| What you will do |
Report each line in the items below that contains the string "tail", copied in full. Matches must agree in case.

━━━ Rows

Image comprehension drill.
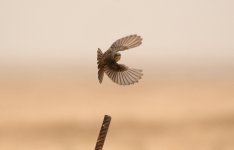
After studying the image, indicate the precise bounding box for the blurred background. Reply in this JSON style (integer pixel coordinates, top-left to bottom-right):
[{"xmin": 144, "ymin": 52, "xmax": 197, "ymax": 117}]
[{"xmin": 0, "ymin": 0, "xmax": 234, "ymax": 150}]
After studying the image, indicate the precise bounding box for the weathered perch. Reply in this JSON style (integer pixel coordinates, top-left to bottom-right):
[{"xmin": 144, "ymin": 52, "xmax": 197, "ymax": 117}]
[{"xmin": 95, "ymin": 115, "xmax": 111, "ymax": 150}]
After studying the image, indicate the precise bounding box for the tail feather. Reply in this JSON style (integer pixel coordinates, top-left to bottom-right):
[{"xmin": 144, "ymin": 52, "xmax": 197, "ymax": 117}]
[{"xmin": 97, "ymin": 48, "xmax": 103, "ymax": 62}]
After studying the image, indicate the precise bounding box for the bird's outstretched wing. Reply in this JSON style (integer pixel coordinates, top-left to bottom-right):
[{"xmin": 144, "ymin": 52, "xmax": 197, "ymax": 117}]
[
  {"xmin": 104, "ymin": 63, "xmax": 143, "ymax": 85},
  {"xmin": 108, "ymin": 34, "xmax": 142, "ymax": 51}
]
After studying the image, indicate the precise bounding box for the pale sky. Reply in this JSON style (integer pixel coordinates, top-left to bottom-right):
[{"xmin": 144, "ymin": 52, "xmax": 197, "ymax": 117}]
[{"xmin": 0, "ymin": 0, "xmax": 234, "ymax": 78}]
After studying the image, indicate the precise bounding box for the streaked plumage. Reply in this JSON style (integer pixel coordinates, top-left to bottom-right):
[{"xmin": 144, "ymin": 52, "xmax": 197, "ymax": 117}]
[{"xmin": 97, "ymin": 34, "xmax": 143, "ymax": 85}]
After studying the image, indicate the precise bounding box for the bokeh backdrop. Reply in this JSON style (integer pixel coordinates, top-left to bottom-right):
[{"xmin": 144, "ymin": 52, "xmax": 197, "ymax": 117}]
[{"xmin": 0, "ymin": 0, "xmax": 234, "ymax": 150}]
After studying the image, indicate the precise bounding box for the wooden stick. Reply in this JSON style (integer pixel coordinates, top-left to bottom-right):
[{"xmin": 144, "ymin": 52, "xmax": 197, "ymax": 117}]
[{"xmin": 95, "ymin": 115, "xmax": 111, "ymax": 150}]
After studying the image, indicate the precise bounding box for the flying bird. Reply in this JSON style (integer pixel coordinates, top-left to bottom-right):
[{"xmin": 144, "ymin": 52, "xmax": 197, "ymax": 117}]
[{"xmin": 97, "ymin": 34, "xmax": 143, "ymax": 85}]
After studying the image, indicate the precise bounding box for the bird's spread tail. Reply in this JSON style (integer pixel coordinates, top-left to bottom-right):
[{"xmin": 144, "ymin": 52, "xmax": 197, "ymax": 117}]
[
  {"xmin": 97, "ymin": 48, "xmax": 104, "ymax": 83},
  {"xmin": 97, "ymin": 48, "xmax": 103, "ymax": 62}
]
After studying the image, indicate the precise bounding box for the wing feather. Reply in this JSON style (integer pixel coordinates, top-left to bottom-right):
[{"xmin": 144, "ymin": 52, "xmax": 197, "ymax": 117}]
[
  {"xmin": 104, "ymin": 63, "xmax": 143, "ymax": 85},
  {"xmin": 109, "ymin": 34, "xmax": 142, "ymax": 51}
]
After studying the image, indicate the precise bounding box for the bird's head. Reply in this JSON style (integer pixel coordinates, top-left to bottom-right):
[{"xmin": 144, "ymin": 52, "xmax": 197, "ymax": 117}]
[{"xmin": 114, "ymin": 53, "xmax": 121, "ymax": 62}]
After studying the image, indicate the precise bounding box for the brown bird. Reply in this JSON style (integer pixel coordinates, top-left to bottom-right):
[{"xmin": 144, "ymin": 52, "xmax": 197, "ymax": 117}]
[{"xmin": 97, "ymin": 34, "xmax": 143, "ymax": 85}]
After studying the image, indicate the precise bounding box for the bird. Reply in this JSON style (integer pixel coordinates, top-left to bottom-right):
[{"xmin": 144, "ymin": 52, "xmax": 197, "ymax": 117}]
[{"xmin": 97, "ymin": 34, "xmax": 143, "ymax": 85}]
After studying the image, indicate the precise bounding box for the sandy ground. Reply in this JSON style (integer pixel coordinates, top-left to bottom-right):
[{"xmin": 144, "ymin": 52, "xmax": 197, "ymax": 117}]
[{"xmin": 0, "ymin": 75, "xmax": 234, "ymax": 150}]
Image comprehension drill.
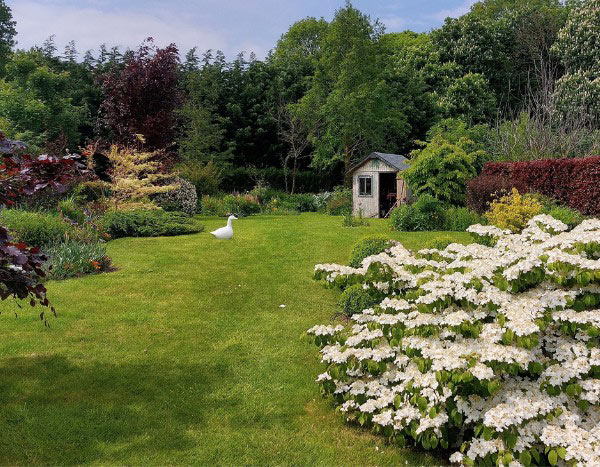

━━━━━━

| Exercise answer |
After studying the image, indicate the precise bounding box for the tail feather. Reply in this JSON style (integer pixel coordinates, top-left to bottom-right):
After studying the image, indicate the precise bounding box for the bird's spread tail. Reply in this JSON style (integer pixel coordinates, top-left to bottom-right):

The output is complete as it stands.